# Document segment
====================
Skip to content

feat(streaming): GGUF support in extract pipeline (browse-level)#139

Open
mvkorobkov wants to merge 5 commits into
chrishayuk:mainfrom
mvkorobkov:feat/streaming-gguf
Open

feat(streaming): GGUF support in extract pipeline (browse-level)#139
mvkorobkov wants to merge 5 commits into
chrishayuk:mainfrom
mvkorobkov:feat/streaming-gguf

Conversation

@mvkorobkov
Copy link
Copy Markdown

Summary

Adds GGUF to the streaming-extract pipeline alongside safetensors. Today GGUF input is routed through the in-memory load_model_dir_validated path which dequantises every tensor to f32 in RAM — fine for small models but architecturally unworkable for ≥70B GGUFs (Kimi K2.6 at 554 GB, DS-V4-Flash at 127 GB).

Design — TensorSource enum

enum TensorSource {
    Safetensors { shards, index },   // existing
    Gguf(GgufTensorSource),          // new
}

StreamingContext::new detects the input format (a .gguf file directly, or a directory whose first / largest .gguf shard is used as the entry point) and constructs the appropriate variant. Each stage now calls self.tensor_source.get_tensor_f32(key) for the canonical 2D dequant path. The MXFP4 raw-pair access (DeepSeek-V4 packed gate_up_proj_blocks / down_proj_blocks) stays safetensors-only — GGUF has no equivalent packed format.

GGUF specifics

  • Multi-shard splits are handled via GgufFile::open (feat(gguf): multi-shard reader for *-NNNNN-of-NNNNN.gguf splits #136). Each shard is mmap'd eagerly — virtual address space only, the OS pages in only the tensors we touch.
  • Per-tensor read does data_offset + offset into the right shard, slices tensor_data_size bytes, and dequantises via larql_models::quant::ggml::dequantize (Q4_K / Q5_K / Q6_K / Q8_0 / BF16 / F32 etc — all already supported).
  • Dim ordering follows load_gguf's reshape-to-(dims[1], dims[0]) convention. Canonical FFN orientation (the in-memory loader's orient_in_place) is applied here too, driven by (hidden_size, intermediate_size) from the detected architecture — without it tensor.shape()[0] would be hidden instead of intermediate for some quants and downstream matmul would produce NaN.
====================
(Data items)
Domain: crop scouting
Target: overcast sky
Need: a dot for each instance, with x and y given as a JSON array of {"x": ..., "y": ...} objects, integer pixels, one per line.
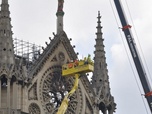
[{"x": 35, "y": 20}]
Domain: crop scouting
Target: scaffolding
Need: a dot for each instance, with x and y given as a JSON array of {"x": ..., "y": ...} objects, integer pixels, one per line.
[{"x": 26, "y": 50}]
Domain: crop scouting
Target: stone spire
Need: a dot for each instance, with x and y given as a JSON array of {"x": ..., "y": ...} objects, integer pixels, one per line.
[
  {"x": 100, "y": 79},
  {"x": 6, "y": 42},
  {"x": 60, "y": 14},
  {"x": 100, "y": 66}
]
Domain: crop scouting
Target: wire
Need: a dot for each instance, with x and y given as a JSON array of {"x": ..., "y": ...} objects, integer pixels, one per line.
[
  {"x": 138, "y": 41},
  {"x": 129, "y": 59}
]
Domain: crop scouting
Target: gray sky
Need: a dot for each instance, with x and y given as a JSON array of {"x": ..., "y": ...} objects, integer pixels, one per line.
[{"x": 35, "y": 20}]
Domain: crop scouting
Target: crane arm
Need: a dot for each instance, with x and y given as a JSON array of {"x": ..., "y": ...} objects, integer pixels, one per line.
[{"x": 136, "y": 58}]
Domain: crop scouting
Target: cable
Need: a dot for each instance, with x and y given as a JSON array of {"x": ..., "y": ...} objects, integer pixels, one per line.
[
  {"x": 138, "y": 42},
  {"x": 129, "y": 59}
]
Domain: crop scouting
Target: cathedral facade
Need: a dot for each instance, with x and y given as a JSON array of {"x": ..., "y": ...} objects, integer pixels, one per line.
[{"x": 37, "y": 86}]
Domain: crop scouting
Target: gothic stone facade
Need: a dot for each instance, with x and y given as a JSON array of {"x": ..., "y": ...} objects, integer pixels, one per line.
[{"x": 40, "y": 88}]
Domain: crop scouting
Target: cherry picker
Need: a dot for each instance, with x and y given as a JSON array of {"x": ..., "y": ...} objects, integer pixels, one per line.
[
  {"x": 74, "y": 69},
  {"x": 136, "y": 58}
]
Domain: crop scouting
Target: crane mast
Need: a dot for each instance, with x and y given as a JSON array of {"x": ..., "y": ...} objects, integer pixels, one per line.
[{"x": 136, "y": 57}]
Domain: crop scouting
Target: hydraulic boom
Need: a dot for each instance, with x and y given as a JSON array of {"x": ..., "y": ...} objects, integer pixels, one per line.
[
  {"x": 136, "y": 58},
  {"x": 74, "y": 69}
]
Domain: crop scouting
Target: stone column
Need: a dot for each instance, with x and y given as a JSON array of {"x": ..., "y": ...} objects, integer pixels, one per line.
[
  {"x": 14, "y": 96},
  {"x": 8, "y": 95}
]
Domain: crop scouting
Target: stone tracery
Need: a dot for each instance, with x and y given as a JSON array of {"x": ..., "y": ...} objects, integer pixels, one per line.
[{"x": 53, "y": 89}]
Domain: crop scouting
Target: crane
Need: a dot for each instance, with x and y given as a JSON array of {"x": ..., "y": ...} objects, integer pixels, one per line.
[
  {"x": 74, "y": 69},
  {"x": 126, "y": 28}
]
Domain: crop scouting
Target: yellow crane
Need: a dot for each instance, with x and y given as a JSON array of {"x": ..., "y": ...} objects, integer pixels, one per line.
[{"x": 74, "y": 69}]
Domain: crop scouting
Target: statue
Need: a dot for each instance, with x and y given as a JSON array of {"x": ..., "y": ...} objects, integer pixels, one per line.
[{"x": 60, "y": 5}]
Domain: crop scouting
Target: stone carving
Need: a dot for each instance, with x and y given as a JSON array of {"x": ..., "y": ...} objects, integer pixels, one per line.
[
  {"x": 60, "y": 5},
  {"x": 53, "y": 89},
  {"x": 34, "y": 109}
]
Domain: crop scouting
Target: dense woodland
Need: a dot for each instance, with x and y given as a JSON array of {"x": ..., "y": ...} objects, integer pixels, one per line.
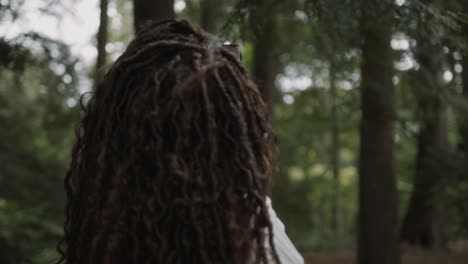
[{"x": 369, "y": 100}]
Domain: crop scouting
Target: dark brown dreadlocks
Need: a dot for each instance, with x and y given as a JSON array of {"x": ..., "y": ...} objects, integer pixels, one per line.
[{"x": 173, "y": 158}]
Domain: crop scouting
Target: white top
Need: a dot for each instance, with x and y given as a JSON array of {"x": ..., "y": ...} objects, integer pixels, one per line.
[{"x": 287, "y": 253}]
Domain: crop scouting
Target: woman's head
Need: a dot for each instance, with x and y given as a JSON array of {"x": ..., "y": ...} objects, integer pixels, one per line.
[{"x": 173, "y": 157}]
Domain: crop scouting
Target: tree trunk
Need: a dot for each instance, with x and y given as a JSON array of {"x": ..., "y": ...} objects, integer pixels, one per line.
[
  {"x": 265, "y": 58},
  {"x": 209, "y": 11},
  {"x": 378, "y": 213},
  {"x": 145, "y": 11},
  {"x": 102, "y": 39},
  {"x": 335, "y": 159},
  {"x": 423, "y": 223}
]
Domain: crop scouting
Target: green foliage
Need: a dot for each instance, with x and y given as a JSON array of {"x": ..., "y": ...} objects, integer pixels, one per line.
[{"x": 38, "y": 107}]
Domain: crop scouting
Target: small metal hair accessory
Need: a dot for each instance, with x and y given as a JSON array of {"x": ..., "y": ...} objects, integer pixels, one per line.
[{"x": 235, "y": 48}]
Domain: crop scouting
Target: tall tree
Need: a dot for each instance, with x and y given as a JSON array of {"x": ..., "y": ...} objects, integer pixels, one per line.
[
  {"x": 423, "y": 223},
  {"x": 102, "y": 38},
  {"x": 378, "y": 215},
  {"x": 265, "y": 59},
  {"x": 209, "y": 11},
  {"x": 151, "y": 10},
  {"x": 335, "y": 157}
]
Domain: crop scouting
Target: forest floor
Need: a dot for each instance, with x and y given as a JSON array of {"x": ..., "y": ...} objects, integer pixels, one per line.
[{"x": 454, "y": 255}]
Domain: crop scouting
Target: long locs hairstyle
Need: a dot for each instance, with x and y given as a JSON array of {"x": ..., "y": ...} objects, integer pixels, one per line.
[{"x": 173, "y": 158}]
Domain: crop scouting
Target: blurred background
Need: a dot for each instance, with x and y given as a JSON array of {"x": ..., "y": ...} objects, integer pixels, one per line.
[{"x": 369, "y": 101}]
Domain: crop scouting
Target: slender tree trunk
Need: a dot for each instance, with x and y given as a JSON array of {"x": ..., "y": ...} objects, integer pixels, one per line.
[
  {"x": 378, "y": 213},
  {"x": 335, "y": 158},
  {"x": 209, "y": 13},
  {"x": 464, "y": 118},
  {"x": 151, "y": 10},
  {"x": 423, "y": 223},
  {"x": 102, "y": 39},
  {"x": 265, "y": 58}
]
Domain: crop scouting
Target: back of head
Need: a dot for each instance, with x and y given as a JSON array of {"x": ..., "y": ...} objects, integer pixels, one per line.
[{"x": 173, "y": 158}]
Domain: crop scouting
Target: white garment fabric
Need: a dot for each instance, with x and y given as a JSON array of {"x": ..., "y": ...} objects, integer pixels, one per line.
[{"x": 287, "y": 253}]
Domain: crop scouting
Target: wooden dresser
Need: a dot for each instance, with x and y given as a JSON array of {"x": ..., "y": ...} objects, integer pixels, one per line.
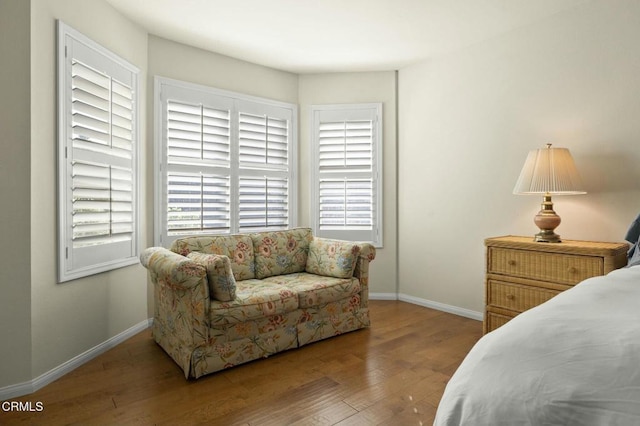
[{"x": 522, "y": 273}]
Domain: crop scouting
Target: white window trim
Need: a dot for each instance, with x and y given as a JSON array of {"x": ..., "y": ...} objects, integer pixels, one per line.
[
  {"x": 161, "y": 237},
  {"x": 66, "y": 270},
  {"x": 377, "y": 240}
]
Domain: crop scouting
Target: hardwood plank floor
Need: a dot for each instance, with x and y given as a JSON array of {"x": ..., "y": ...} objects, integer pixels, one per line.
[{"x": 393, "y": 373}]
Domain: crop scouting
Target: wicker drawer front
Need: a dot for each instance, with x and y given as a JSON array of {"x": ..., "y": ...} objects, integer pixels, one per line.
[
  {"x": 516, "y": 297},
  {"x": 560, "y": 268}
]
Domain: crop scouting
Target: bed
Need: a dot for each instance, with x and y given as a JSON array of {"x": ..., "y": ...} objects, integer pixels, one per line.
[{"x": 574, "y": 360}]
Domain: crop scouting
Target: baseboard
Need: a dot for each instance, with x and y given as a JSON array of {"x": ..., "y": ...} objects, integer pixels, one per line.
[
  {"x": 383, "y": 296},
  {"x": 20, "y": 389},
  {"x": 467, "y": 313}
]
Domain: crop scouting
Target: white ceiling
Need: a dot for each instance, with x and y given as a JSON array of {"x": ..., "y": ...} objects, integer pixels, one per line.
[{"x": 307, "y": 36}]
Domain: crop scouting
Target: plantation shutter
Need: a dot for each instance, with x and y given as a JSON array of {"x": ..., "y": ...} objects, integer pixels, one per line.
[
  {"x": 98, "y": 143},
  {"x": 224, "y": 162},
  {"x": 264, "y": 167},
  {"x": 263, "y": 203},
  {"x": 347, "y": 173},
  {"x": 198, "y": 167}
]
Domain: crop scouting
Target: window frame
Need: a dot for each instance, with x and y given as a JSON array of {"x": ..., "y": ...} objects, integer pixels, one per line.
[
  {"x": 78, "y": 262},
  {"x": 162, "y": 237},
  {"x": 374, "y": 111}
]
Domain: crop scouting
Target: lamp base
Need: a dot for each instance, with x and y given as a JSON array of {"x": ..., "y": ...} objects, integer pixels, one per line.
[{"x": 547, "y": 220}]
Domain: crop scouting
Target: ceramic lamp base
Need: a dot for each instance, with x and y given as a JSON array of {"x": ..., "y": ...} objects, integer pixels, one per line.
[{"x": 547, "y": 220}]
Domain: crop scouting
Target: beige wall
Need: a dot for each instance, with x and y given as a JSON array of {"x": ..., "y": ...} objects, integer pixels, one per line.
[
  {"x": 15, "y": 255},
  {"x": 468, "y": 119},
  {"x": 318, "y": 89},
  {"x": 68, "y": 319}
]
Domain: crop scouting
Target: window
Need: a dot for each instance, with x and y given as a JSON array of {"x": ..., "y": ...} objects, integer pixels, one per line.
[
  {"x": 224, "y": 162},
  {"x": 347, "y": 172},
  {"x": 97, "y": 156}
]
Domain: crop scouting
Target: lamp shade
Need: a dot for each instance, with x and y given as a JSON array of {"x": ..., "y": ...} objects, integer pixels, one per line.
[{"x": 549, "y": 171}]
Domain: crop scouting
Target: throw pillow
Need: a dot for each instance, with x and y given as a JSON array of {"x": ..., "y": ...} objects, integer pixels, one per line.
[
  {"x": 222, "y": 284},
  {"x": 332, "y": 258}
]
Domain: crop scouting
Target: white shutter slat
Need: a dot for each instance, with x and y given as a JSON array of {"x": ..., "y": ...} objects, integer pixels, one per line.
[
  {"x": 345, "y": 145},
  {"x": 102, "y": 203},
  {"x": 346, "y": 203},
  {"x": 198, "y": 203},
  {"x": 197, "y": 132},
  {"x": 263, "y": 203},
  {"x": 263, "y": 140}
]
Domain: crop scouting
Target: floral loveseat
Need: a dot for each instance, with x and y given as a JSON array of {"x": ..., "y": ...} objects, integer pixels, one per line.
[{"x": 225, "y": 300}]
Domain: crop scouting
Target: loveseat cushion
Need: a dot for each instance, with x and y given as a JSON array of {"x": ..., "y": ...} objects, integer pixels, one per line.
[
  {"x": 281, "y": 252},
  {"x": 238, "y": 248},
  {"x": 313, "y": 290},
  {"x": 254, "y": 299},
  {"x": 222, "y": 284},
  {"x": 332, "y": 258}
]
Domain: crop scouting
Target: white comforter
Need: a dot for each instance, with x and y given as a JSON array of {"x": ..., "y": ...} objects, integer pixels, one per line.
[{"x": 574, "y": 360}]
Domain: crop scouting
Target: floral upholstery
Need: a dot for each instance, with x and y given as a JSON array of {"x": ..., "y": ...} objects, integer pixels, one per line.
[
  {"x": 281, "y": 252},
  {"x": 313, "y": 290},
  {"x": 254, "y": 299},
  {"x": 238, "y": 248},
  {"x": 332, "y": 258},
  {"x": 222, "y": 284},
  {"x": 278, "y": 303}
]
====================
# List of tasks
a. From the GGUF streaming pull request, reproduce the stretch from "Design — TensorSource" through "equivalent packed format.".
b. According to the GGUF streaming pull request, what kind of access remains safetensors-only?

# The replies
a.
Design — TensorSource enum

enum TensorSource {
    Safetensors { shards, index },   // existing
    Gguf(GgufTensorSource),          // new
}

StreamingContext::new detects the input format (a .gguf file directly, or a directory whose first / largest .gguf shard is used as the entry point) and constructs the appropriate variant. Each stage now calls self.tensor_source.get_tensor_f32(key) for the canonical 2D dequant path. The MXFP4 raw-pair access (DeepSeek-V4 packed gate_up_proj_blocks / down_proj_blocks) stays safetensors-only — GGUF has no equivalent packed format.

b. The MXFP4 raw-pair access (DeepSeek-V4 packed gate_up_proj_blocks / down_proj_blocks).